Consider the rectangular pulse function defined by \begin{align} f(x) = \begin{cases} 0 & ~\mathrm{if}~ |x| > 1/2 \\ 1 &~\mathrm{if}~ |x| \leq 1/2 \end{cases}. \end{align} We compute the Fourier transform of the rectangular impulse by applying the definition: \begin{align} \hat{f}(\xi) &= \int_{-\infty}^\infty f(x) \exp(-2\pi i x\xi) ~\mathrm{d}x \\ &= \int_{-1/2}^{1/2} \exp(-2\pi i x \xi) ~\mathrm{d}x \\ &= \int_{-1/2}^{1/2} \cos(-2 \pi x \xi) + i \sin(-2\pi x \xi) ~\mathrm{d}x \\ &= \int_{-1/2}^{1/2} \cos(2\pi x \xi) ~\mathrm{d}x \\ &= \left[\frac{\sin(2\pi x\xi)}{2\pi \xi}\right]_{-1/2}^{1/2} \\ &= \frac{\sin(\pi \xi)}{2\pi\xi} - \frac{\sin(-\pi\xi)}{2\pi\xi} \\ &= \frac{\sin(\pi\xi)}{\pi\xi} \\ &= \mathrm{sinc}(\xi). \end{align} Thus we have shown that the Fourier transform of the rectangular pulse is the normalized sinc function.
The functions $e_n(x) = \exp(2\pi i nx / T)$ are orthogonal on the Hilbert space $L^2([-T/2, T/2])$.
Let $m, n\in \mathbb{N}$. Then the Hilbert space inner product is, \begin{align} \langle e_m, e_n\rangle &= \int_{-T/2}^{T/2} \overline{e_m(x)} e_n(x) ~\mathrm{d}x \\ &= \int_{-T/2}^{T/2} \exp(-2\pi i mx / T) \exp(2\pi i nx/T) ~\mathrm{d}x \\ &= \int_{-T/2}^{T/2} \exp(2\pi i nx/T - 2\pi i m x/T) ~\mathrm{d}x \\ &= \int_{-T/2}^{T/2} \exp(2\pi i x /T (n - m)) ~\mathrm{d}x. \end{align} In the case $m=n$, we have, \begin{align} \langle e_n, e_n\rangle &= \int_{-T/2}^{T/2} ~\mathrm{d}x \\ &= \frac{T}{2} + \frac{T}{2} \\ &= T. \end{align} Now suppose that $m\neq n$. Then we have \begin{align} \langle e_m, e_n \rangle &= \int_{-T/2}^{T/2} \cos(2\pi x(n-m) /T) + i\sin(2\pi x (n-m) / T) ~\mathrm{d}x \\ &= \int_{-T/2}^{T/2} \cos(2\pi x (n-m) / T) ~\mathrm{d}x \\ &= \left[\frac{T \sin(2\pi x (n-m) / T)}{2\pi (n-m)}\right]_{-T/2}^{T/2} \\ &= \frac{T}{2\pi (n-m)} \left[\sin(\pi (n-m)) - \sin(-\pi (n-m)) \right] \\ &= \frac{T \sin(\pi (n-m))}{\pi(n-m)} \\ &= 0. \end{align}

We may therefore easily create an orthonormal set of functions for the Hilbert space by properly normalizing the functions $e_n$; indeed:

The functions $\tilde{e}_n(x) = \exp(2\pi i nx / T) / \sqrt{T}$ are orthonormal on the Hilbert space $L^2([-T/2, T/2])$.

━━━━━━━━━━━━━━━━━━━━━━━━━━━━━━

» **SET PROBLEM 1**: Please set down the Fourier analysis text word for word, starting with "Consider the rectangular" and going on through "normalized sinc function.".
» **SET PROBLEM 2**: Resume the Fourier analysis text after its final sentence.

» **Entries from a pointing dataset**:

━━━━━━━━━━━━━━━━━━━━━━━━━━━━━━

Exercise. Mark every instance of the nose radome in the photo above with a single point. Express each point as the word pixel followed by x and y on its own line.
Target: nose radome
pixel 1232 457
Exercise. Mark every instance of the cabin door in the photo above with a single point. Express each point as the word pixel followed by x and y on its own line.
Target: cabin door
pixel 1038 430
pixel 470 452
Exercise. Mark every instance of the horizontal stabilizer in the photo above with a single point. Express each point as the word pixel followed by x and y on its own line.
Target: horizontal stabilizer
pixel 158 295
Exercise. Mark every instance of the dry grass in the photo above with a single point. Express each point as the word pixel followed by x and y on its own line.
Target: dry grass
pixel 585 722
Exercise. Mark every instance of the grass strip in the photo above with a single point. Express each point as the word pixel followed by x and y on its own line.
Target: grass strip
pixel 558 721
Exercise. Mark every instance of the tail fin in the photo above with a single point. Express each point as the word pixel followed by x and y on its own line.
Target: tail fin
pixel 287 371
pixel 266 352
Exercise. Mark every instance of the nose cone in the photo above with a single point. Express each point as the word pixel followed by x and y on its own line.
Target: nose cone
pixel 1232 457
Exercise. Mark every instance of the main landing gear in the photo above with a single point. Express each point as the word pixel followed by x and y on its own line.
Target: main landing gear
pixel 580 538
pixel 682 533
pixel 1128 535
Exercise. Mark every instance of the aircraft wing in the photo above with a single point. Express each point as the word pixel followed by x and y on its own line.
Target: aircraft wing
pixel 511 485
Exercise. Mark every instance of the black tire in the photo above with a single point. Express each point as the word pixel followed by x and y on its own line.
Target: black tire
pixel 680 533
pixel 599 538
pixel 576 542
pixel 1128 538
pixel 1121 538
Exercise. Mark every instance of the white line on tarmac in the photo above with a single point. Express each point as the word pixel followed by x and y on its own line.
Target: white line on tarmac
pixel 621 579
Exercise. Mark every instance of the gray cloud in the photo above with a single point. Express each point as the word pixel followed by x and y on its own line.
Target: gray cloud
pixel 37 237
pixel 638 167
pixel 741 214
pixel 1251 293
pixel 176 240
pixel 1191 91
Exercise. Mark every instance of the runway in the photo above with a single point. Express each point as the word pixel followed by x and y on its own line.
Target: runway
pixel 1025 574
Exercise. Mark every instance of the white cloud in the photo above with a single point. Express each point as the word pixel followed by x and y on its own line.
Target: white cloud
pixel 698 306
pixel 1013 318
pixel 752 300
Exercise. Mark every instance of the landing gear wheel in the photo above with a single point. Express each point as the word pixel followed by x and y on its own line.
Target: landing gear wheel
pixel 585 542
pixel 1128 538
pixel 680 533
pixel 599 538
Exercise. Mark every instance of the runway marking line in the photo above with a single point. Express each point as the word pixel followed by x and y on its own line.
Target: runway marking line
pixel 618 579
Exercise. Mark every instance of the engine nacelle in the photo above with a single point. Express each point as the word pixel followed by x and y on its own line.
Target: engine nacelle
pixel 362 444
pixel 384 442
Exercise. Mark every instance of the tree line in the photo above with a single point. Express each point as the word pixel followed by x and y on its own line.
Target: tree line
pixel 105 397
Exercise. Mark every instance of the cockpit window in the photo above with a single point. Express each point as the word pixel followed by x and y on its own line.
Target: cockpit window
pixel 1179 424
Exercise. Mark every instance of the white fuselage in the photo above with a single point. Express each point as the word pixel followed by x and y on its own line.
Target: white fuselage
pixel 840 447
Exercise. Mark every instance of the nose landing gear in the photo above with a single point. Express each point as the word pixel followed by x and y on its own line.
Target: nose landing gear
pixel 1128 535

━━━━━━━━━━━━━━━━━━━━━━━━━━━━━━

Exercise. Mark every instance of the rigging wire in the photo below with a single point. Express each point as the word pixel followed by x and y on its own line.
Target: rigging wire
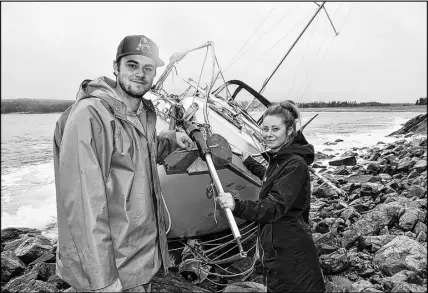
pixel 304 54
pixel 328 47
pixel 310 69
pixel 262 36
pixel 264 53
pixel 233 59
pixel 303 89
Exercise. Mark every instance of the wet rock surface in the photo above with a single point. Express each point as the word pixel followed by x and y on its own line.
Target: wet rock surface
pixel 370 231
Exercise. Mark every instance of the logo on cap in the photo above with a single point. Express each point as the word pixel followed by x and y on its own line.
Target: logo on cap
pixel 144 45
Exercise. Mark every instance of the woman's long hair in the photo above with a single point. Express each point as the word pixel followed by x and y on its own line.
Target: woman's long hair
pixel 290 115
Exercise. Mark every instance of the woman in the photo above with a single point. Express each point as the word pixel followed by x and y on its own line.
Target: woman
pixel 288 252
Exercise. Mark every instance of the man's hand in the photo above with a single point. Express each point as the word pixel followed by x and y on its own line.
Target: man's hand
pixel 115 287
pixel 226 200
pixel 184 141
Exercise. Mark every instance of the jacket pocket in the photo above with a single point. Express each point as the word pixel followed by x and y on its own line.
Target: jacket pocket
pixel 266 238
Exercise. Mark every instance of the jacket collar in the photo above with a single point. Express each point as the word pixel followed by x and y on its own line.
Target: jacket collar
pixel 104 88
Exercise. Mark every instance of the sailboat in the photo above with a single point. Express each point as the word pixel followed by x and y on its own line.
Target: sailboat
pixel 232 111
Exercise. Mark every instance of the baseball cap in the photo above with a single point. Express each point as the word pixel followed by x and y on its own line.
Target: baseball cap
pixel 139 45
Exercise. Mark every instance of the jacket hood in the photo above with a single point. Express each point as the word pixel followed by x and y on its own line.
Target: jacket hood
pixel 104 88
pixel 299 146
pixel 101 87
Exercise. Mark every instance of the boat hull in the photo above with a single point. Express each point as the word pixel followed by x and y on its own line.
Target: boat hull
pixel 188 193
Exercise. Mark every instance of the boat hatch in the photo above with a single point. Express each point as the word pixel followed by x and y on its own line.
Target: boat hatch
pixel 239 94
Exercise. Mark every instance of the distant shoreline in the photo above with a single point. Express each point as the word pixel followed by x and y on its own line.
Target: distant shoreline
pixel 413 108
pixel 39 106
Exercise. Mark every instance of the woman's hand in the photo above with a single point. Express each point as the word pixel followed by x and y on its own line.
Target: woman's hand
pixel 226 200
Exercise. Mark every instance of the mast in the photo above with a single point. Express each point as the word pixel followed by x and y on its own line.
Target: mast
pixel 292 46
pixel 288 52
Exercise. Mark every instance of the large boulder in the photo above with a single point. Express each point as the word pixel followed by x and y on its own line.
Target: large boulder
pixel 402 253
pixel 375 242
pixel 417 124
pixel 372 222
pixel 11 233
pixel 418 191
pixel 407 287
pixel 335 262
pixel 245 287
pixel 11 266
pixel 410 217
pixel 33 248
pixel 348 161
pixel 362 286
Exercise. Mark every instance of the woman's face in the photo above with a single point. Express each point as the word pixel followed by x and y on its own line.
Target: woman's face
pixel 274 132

━━━━━━━━━━━━━━━━━━━━━━━━━━━━━━

» **EXERCISE OUTPUT 1**:
Consider the rectangular pulse function defined by \begin{align} f(x) = \begin{cases} 0 & ~\mathrm{if}~ |x| > 1/2 \\ 1 &~\mathrm{if}~ |x| \leq 1/2 \end{cases}. \end{align} We compute the Fourier transform of the rectangular impulse by applying the definition: \begin{align} \hat{f}(\xi) &= \int_{-\infty}^\infty f(x) \exp(-2\pi i x\xi) ~\mathrm{d}x \\ &= \int_{-1/2}^{1/2} \exp(-2\pi i x \xi) ~\mathrm{d}x \\ &= \int_{-1/2}^{1/2} \cos(-2 \pi x \xi) + i \sin(-2\pi x \xi) ~\mathrm{d}x \\ &= \int_{-1/2}^{1/2} \cos(2\pi x \xi) ~\mathrm{d}x \\ &= \left[\frac{\sin(2\pi x\xi)}{2\pi \xi}\right]_{-1/2}^{1/2} \\ &= \frac{\sin(\pi \xi)}{2\pi\xi} - \frac{\sin(-\pi\xi)}{2\pi\xi} \\ &= \frac{\sin(\pi\xi)}{\pi\xi} \\ &= \mathrm{sinc}(\xi). \end{align} Thus we have shown that the Fourier transform of the rectangular pulse is the normalized sinc function.

» **EXERCISE OUTPUT 2**:
Let $f \in L^2([-T/2, T/2])$. The orthogonal projection of $f$ onto the function $\tilde{e}_n$ is \begin{align} \tilde{f}_n(x) = \langle \tilde{e}_n, f\rangle ~ \tilde{e}_n(x) \end{align} where \begin{align} \langle \tilde{e}_n, f\rangle &= \frac{1}{\sqrt{T}} \int_{-T/2}^{T/2} f(x) \exp(-2\pi i x n / T) ~\mathrm{d}x \\ &= \frac{1}{\sqrt{T}} \hat{f}(n / T). \end{align}

This shows the connection between the Fourier transform of a function and its Fourier series coefficients when orthogonally projected onto the function $\tilde{e}_n$.